◆ SUPPLIED RECORDS
=== Section Start ===
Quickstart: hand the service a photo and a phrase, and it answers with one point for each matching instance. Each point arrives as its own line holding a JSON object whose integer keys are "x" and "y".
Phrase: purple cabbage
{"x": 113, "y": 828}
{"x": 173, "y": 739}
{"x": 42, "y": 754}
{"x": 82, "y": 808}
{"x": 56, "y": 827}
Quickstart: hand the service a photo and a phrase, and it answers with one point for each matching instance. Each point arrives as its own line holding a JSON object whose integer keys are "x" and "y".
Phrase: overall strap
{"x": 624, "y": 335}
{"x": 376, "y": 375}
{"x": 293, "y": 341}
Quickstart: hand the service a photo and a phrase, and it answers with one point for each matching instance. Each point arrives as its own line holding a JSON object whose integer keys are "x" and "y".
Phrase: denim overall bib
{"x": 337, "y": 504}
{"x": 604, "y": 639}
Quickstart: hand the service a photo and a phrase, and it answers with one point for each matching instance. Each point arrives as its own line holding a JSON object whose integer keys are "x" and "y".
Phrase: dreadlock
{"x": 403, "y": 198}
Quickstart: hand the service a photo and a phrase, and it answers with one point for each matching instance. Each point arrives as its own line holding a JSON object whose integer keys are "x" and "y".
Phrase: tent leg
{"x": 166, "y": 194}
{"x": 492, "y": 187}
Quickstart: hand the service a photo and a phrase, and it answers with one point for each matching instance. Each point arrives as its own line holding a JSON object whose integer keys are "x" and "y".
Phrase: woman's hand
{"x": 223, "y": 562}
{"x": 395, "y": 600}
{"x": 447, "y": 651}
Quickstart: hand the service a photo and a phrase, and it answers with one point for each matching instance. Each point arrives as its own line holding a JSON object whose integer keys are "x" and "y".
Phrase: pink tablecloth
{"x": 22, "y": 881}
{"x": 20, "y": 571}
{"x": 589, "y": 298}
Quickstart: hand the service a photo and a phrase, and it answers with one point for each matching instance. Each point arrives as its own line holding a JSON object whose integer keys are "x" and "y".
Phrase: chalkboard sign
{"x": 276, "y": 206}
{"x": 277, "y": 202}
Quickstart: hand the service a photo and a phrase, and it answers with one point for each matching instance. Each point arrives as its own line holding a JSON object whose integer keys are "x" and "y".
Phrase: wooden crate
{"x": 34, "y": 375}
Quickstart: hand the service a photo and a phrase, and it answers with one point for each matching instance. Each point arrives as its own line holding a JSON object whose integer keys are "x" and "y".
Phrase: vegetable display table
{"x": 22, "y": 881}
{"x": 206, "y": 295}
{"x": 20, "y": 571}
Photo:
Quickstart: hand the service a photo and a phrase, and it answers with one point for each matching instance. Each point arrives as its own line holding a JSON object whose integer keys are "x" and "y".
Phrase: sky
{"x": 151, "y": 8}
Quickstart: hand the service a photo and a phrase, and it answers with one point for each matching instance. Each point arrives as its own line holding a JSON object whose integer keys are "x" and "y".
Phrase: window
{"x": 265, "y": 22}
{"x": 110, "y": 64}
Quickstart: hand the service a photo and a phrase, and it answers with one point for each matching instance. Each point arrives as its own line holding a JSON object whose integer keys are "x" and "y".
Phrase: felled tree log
=== Section End ===
◆ YOUR GOAL
The material must be reproduced word for word.

◆ TASK RESULT
Quickstart: hand the service a photo and a phrase, and it answers with one point for each matching instance. Each point arrives as its own line holding a JSON object whose integer keys are "x" and "y".
Phrase: purple cabbage
{"x": 113, "y": 828}
{"x": 173, "y": 739}
{"x": 42, "y": 754}
{"x": 82, "y": 808}
{"x": 56, "y": 827}
Quickstart: hand the service a photo and a phrase, and it answers with one point for each matching instance. Each point arrives as its own line holding a JSON object whose integer keys are "x" and "y".
Phrase: overall strap
{"x": 624, "y": 335}
{"x": 376, "y": 375}
{"x": 293, "y": 341}
Quickstart: hand the service a photo and a phrase, and it answers with one point for each matching instance. Each point arrives as its own line holding a JSON object whose integer keys are "x" and "y".
Phrase: denim overall bib
{"x": 337, "y": 504}
{"x": 604, "y": 639}
Quickstart: hand the service a photo and a phrase, and it answers with one point for each matching instance. Each point arrives as its own line holding a JSON object whose integer keys are "x" and "y".
Phrase: dreadlock
{"x": 403, "y": 198}
Quickstart: hand the service a photo and a phrase, and it answers with one point for each matching instance. Each point arrives as its own line holding a JSON object whose integer keys are "x" and "y".
Phrase: tent leg
{"x": 166, "y": 194}
{"x": 492, "y": 187}
Quickstart: hand the service a photo and a phrase, and it answers with one point for each matching instance. Each point arrives as its own line holding a JSON object whose integer keys are "x" and "y".
Phrase: woman's hand
{"x": 223, "y": 562}
{"x": 395, "y": 600}
{"x": 447, "y": 651}
Quickstart: hand the service a photo and a phrase, and it answers with one point for each matching instance. Each point arrives as its own line holding a JSON object whose integer keys are "x" and "y".
Phrase: pink tablecloth
{"x": 22, "y": 881}
{"x": 20, "y": 571}
{"x": 589, "y": 298}
Quickstart: hand the service a photo and a phrase, and it answers with one point for each matching instance. Each point arrives as its own line holding a JSON object whose integer keys are "x" and "y".
Phrase: chalkboard sign
{"x": 276, "y": 206}
{"x": 277, "y": 202}
Quickstart: hand the service a photo and a phrase, and it answers with one point for each matching instance. Each point arrives as its own line holding a JSON object whose integer keys are "x" and "y".
Phrase: wooden crate
{"x": 34, "y": 375}
Quickstart: hand the service a photo and a phrase, and it answers with one point for each matching instance. Each point arrives as its own line holding a JSON object whose integer keys are "x" and "y".
Phrase: vegetable display table
{"x": 22, "y": 881}
{"x": 206, "y": 295}
{"x": 20, "y": 571}
Photo:
Quickstart: hand the service a photo and a phrase, and it answers with one point for each matching instance. Each point arrives as its own line holding a JSON object whose integer keys are "x" and "y".
Phrase: sky
{"x": 151, "y": 8}
Quickstart: hand the service a photo and a phrase, and it answers with one point for each matching instance. Each point arrives as its own line holding a JSON object whose integer keys are "x" and "y".
Phrase: window
{"x": 265, "y": 22}
{"x": 110, "y": 64}
Quickstart: hand the service a photo and a phrase, and it answers with one point for each matching instance. Each point arrives as its own line holding a JSON object whose integer keys are "x" and "y".
Phrase: felled tree log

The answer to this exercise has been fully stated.